start

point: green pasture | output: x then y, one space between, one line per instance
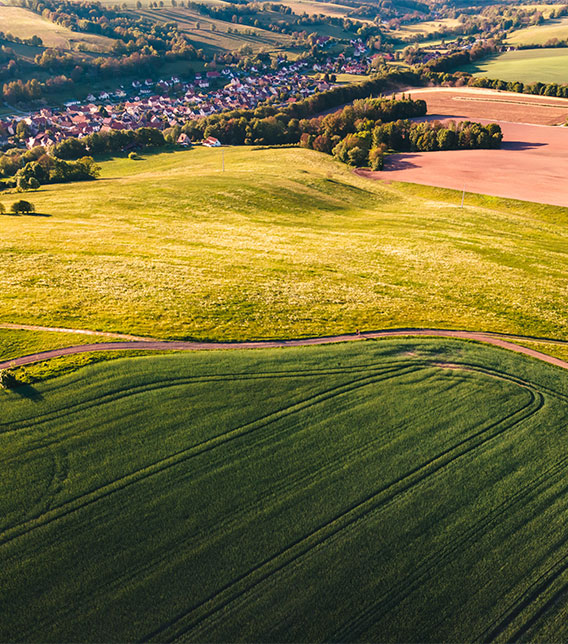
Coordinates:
540 34
525 65
213 34
25 24
316 494
284 243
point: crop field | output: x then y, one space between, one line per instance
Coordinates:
541 152
25 24
540 34
425 28
526 65
476 103
184 250
213 34
315 494
300 7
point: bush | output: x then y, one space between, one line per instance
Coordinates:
22 207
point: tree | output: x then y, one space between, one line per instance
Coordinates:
22 207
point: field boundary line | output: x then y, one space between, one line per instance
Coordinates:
488 337
54 329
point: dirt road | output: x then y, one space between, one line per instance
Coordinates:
152 345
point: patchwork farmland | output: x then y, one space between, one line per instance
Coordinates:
428 476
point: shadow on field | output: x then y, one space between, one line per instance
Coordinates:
26 214
400 162
521 145
26 391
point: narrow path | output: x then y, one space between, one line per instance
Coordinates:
55 329
157 345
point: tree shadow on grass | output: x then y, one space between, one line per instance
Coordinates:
24 390
26 214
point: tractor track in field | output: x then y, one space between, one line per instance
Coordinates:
503 341
92 496
338 526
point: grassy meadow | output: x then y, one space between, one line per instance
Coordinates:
315 494
540 34
525 65
173 247
25 24
213 35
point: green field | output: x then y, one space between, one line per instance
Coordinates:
218 39
25 24
540 34
284 243
316 494
526 65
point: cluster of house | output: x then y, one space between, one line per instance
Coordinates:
167 103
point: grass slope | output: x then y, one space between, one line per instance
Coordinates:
317 494
284 243
526 65
540 34
219 39
24 24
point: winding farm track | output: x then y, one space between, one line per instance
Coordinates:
166 345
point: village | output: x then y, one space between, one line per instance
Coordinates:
168 103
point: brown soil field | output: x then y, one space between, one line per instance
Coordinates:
532 165
472 103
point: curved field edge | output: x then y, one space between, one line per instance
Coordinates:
317 493
186 251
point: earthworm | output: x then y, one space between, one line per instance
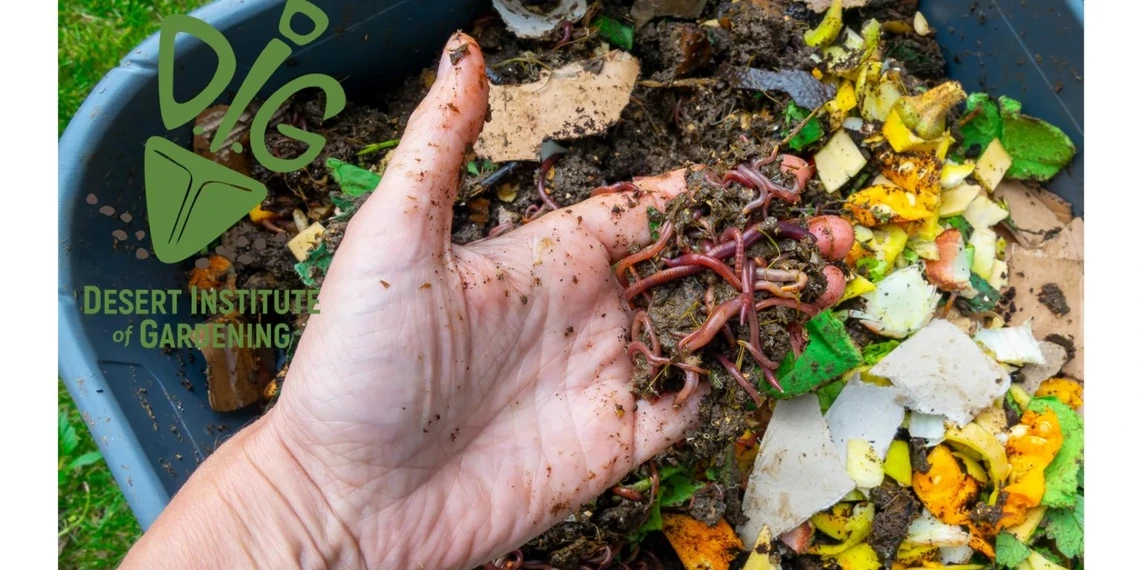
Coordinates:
660 278
783 276
502 228
749 290
613 188
662 241
752 235
803 170
628 494
691 381
512 561
532 212
749 389
642 320
716 319
808 309
271 227
709 262
783 292
602 559
543 169
653 479
651 356
796 333
737 237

end

▸ **What is needed**: From the line that holds "point: grass slope" to the last line of the records, please copy each line exactly and nothing else. Pictures stay out.

▸ **Task answer**:
point: grass slope | output: x then y, one space between, one line per instance
Coordinates:
317 494
284 243
526 65
540 34
219 39
24 24
point: winding farm track | output: x then y, one space between, one line per instance
Coordinates:
166 345
point: village | output: x then y, one space between, one line per instance
Coordinates:
168 103
point: brown soil field | output: x then y, one space between, one line per instance
Coordinates:
532 165
472 103
point: curved field edge | output: x then y, one space between, one line per instance
Coordinates:
317 493
186 251
point: earthworm | output: x then y, one space between, one line per instance
Coordinates:
660 278
783 276
502 228
749 290
613 188
662 241
752 235
803 170
628 494
691 381
512 561
532 212
749 389
642 320
716 319
808 309
271 227
709 262
783 292
602 559
543 169
653 479
651 356
796 333
737 237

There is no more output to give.